:: Task directions ::
Print the data below line for line, without changing anything.

:: Supplied records ::

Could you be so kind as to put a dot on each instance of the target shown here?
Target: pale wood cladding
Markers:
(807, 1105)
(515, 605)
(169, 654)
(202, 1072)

:: Task response ::
Could you be so kind as to put a dot on each instance of the target shown here?
Target: pale wood cladding
Markers:
(807, 1105)
(515, 605)
(169, 654)
(202, 1072)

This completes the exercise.